- [GIVEN INSTRUCTION] Copy the rows verbatim, starting at the line that contains "Where can you spot the concrete" and ending with the last of the rows, both ends included.

- [DATA LINES]
################

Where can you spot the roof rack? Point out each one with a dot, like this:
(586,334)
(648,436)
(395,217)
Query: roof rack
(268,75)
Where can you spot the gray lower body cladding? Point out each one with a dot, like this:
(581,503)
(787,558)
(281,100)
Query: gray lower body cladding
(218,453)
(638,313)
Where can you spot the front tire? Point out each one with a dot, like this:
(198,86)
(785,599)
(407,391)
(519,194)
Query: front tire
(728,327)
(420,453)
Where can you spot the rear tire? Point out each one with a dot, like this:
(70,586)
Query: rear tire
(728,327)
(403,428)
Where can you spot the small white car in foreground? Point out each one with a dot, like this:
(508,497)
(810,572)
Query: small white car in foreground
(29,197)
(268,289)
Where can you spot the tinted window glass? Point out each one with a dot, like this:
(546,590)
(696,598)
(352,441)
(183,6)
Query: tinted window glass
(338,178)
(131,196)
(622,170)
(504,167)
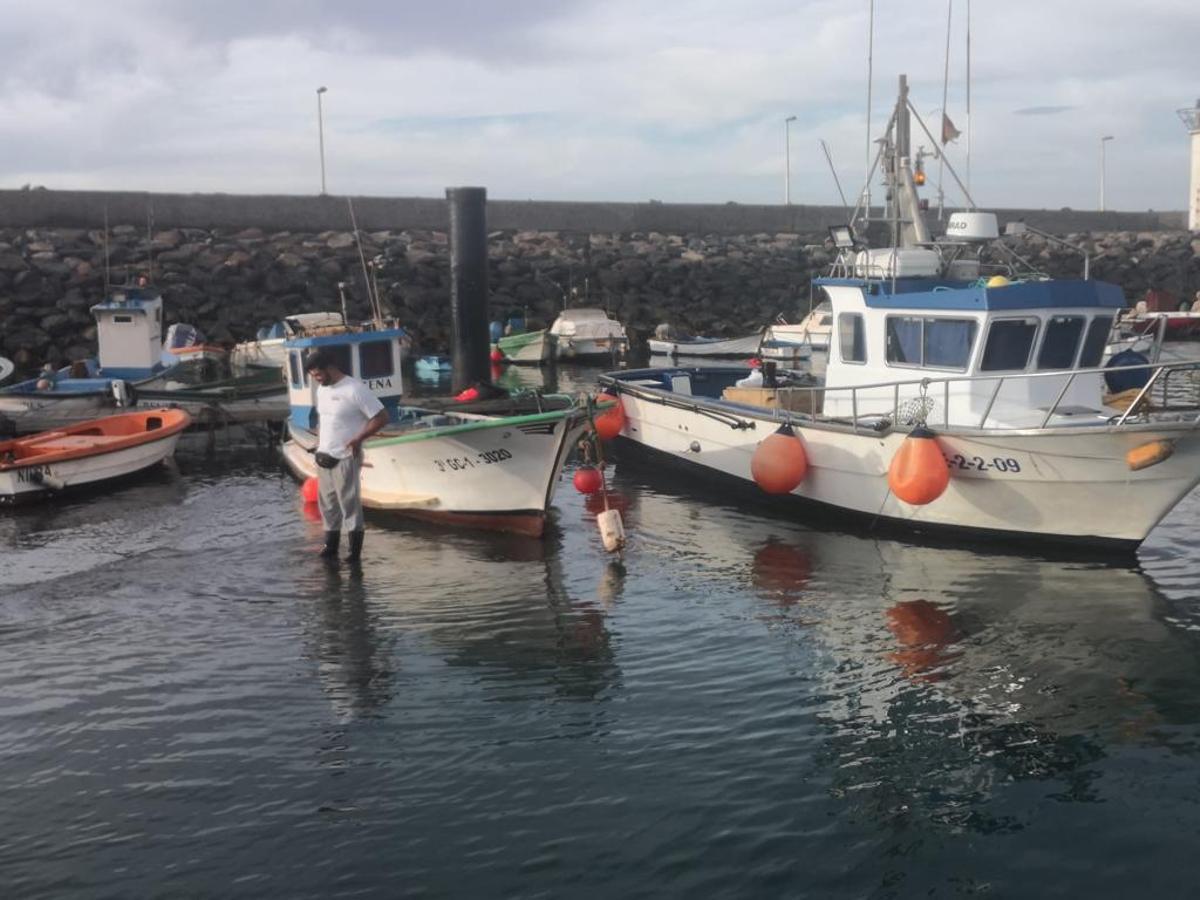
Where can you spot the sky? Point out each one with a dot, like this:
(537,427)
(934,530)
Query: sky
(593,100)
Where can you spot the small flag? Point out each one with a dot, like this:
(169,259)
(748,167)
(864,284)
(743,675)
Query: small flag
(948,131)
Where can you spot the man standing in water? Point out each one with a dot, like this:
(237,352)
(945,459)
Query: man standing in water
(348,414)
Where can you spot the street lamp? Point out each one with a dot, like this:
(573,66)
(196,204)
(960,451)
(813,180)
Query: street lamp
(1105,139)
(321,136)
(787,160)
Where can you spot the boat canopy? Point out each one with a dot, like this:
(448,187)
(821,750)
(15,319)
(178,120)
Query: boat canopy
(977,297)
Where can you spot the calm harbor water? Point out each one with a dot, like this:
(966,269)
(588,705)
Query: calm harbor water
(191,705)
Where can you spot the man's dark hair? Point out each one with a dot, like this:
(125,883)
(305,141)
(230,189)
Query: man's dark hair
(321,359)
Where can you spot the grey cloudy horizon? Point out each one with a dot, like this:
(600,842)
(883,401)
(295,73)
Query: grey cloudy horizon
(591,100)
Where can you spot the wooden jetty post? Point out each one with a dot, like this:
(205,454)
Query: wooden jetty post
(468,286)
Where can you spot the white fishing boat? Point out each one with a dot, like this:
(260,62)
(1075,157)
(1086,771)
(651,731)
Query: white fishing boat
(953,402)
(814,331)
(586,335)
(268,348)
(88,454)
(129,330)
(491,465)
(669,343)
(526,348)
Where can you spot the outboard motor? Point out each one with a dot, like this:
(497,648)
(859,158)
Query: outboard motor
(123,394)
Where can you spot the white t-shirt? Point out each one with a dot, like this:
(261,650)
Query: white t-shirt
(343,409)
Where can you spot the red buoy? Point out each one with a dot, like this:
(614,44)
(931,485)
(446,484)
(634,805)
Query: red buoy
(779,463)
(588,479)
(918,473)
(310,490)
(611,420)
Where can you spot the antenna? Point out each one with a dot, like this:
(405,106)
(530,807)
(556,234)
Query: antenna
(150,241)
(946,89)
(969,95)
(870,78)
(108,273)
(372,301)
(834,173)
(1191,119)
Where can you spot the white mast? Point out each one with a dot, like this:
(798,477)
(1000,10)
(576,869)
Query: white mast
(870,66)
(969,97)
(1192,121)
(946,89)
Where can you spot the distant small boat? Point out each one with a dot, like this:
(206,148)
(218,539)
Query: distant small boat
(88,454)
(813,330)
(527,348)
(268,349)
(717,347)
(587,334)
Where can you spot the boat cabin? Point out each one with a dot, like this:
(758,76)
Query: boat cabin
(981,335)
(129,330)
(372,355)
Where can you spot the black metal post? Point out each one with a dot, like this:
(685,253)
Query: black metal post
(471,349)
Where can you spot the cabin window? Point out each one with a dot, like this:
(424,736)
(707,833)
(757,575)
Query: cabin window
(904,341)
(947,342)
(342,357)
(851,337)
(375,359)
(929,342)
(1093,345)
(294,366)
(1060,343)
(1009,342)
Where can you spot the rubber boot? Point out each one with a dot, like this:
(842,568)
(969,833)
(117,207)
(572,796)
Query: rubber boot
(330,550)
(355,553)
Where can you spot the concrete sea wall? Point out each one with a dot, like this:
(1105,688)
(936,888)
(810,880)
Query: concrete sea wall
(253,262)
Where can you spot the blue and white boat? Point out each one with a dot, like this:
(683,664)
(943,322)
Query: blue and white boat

################

- [RIGHT ANSWER]
Where can you spot the concrete sea wall? Point out each one with a dot, like this:
(1105,688)
(936,888)
(810,880)
Query: concrete sea wall
(253,262)
Where can you spot the blue and white boat? Point out each one with a dot, like this:
(683,664)
(943,322)
Query: blue and white boat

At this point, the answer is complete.